Reproduce the following material verbatim, preserving every line in its original order.

═════ Extracted data

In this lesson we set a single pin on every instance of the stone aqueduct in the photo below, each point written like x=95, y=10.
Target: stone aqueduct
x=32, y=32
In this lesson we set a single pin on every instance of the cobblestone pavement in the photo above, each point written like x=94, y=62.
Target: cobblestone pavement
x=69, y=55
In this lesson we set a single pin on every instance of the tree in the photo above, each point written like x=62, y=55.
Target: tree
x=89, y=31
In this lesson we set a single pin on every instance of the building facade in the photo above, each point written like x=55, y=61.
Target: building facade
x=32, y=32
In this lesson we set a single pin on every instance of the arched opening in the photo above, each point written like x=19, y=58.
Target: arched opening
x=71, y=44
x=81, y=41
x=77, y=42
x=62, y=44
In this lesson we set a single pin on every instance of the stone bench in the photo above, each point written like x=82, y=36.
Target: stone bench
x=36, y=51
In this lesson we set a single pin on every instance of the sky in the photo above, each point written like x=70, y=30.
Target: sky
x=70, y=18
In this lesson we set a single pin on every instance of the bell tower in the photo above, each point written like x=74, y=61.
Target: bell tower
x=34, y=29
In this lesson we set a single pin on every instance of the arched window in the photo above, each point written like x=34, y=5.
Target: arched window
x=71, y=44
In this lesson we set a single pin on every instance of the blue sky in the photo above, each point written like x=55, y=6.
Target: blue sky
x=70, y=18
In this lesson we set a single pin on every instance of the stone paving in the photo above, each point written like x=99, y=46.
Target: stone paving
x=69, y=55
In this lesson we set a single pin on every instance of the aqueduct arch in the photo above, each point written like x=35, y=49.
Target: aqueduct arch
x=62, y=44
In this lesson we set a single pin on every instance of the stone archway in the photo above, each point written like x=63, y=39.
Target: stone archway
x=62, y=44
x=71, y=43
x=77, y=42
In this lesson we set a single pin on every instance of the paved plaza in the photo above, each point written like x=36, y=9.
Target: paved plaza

══════════

Correct result
In this lesson we set a single pin on every instance of the stone aqueduct in the photo below, each point written like x=95, y=10.
Target: stone aqueduct
x=32, y=32
In this lesson we set a single pin on every instance of the cobblestone pavement in the photo above, each point written like x=94, y=62.
Target: cobblestone pavement
x=69, y=55
In this lesson we set a single pin on every instance of the tree in the photo above, each point written like x=62, y=55.
Target: tree
x=89, y=31
In this lesson we set a single pin on every instance of the building facade in the photo above, each point written like x=55, y=61.
Target: building facade
x=32, y=32
In this lesson we set a single pin on every instance of the arched opening in the photo above, each point written like x=19, y=58.
Target: arched opening
x=71, y=44
x=81, y=41
x=77, y=42
x=62, y=44
In this lesson we set a single pin on every instance of the stone bench in the photo above, each point written like x=82, y=36.
Target: stone bench
x=36, y=51
In this lesson we set a single pin on every instance of the sky in the photo above, each point written like x=70, y=30.
Target: sky
x=70, y=18
In this lesson we set a single pin on every instance of the bell tower in the photo above, each point written like x=74, y=61.
Target: bell tower
x=34, y=29
In this lesson we set a single pin on every instance of the arched window in the photo above, each point written like x=34, y=5.
Target: arched window
x=71, y=44
In this lesson we set a single pin on every instance of the blue sky in the photo above, each point written like x=55, y=6.
Target: blue sky
x=70, y=18
In this lesson we set a single pin on every instance of the stone paving in the photo above, each point written like x=99, y=46.
Target: stone paving
x=69, y=55
In this lesson we set a single pin on every instance of the aqueduct arch in the photo above, each point written like x=35, y=49.
Target: aqueduct arch
x=62, y=44
In this lesson we set a single pin on every instance of the stone archway in the photo above, each point written like x=63, y=39.
Target: stone archway
x=62, y=44
x=71, y=43
x=77, y=42
In this lesson we set a single pin on every instance of the paved plaza in the photo above, each point written like x=36, y=9.
Target: paved plaza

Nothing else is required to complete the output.